→ Excerpt provided:
+++++

As I continue to celebrate my 12th year of being an entrepreneur, here are the Top 12 Lessons I’ve Learned.
1. You Can Learn Anything
None of us come to the table knowing everything we think we need to know to be successful, and the not knowing some things can spook us from even trying. But we humans can learn most everything, or we can bring in the right people to collaborate. And sometimes, ignorance can actually be an asset if you let it. You won’t be mired in the way things are always done or understand how much work you’re really going to have to do.
2. Focus On What You Can Control
In business, like the rest of life, there’s so much we have no control over including what people will or won’t do. The trick is to focus solely on those things we can control (which includes preparing for alternate scenarios if they are likely and not the result of worst-case-scenario-wormholes you’re spiraling through). We do have complete control over what we do: how we spend our time, how we react, how we recharge ourselves, just to name a few. So spend your time and energy focused on what you’re going to do to serve the people you’re trying to serve.
3. Don’t Be Attached to the Outcome of Any One Conversation
No matter what kind of work you do, you’re going to have lots of conversations in which you’ll want a particular outcome. And often that desired outcome won’t happen. But when you approach each convo with a mindset filled with “What can I learn?” and “Do I have something of value for them?”, it changes your posture and will make your conversation more authentic.
4. You Can’t Say the Wrong Thing to the Right Person
Don’t underestimate the power of unbridled enthusiasm and good timing. The woman who leads the biggest revenue of my entire organization joined me in business first, when I was pathetically bad at this. But it turns out that Nicole Cormany’s employer was having cash-flow issues and she was looking for a flexible, part-time gig that she could work around her two daughters. She wasn’t finding it, and then I called with a monologue that makes me laugh/shudder now. That conversation changed the trajectory of my life and hers.

+++++

→ Dataset entries:
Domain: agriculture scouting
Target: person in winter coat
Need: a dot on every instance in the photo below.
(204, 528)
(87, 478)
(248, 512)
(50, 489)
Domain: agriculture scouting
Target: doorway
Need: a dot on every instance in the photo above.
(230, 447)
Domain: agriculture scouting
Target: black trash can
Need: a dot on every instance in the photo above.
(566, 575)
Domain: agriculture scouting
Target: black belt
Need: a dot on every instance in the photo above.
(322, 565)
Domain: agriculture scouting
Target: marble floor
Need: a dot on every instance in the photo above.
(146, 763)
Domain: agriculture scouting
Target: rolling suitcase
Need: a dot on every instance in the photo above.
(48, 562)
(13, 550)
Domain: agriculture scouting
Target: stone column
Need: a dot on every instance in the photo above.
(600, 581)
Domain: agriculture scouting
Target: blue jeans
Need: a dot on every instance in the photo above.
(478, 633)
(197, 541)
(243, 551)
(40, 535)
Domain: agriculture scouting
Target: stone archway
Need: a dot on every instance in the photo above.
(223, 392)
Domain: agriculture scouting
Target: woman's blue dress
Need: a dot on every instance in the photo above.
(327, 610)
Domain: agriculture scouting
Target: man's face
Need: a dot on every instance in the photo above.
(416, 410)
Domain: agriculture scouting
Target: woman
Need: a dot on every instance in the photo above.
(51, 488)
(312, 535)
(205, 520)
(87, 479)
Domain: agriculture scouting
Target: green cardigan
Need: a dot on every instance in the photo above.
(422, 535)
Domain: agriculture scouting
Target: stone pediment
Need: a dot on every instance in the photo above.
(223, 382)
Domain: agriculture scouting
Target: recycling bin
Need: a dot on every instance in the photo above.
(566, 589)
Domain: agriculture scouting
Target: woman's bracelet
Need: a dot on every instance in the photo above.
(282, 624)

+++++

→ Requirement 1: According to the entrepreneurship lessons, what kind of work was Nicole Cormany looking for?
→ Requirement 2: Carry on the entrepreneurship lessons from their final sentence.

→ Written reply 1: A flexible, part-time gig that she could work around her two daughters.

→ Written reply 2:
5. Less Is More
Whether it’s a pitch, marketing materials, an incentive program or a conversation, go for less wordy, less complicated, less elaborate. It’s easy to confuse and overwhelm people. And if you’ve got to use so many bells and whistles and words, then you probably should keep iterating the idea.
6. Listening Is More Important Than Speaking
Really listening to the person you’re talking with is essential to effective communication. If you’re not actively listening and instead focusing on what you’re going to say and getting your point across, you’re going to miss valuable clues about what’s most important to the other person. It makes it harder to connect what you’re offering to meet their needs and alleviate their pain points. Don't monopolize the dialog and don't let thoughts of you monopolize your thoughts. Most humans can tell if you really don’t give a damn about what they’re saying. And if you don't, you don't deserve for the convo to go the way you want.
7. Always Tell the Truth
Our integrity is everything, and people can smell bullshit a mile away. If you have to embellish, then something’s wrong. As a young girl I learned from my entrepreneurial dad that long-term meaningful relationships are built on mutual trust. That’s why I’ve always told the truth to my customers and the members of my team. That’s how we’ve survived downturns, mistakes and other not-so-lovely times—because I proved time and again that they can trust me.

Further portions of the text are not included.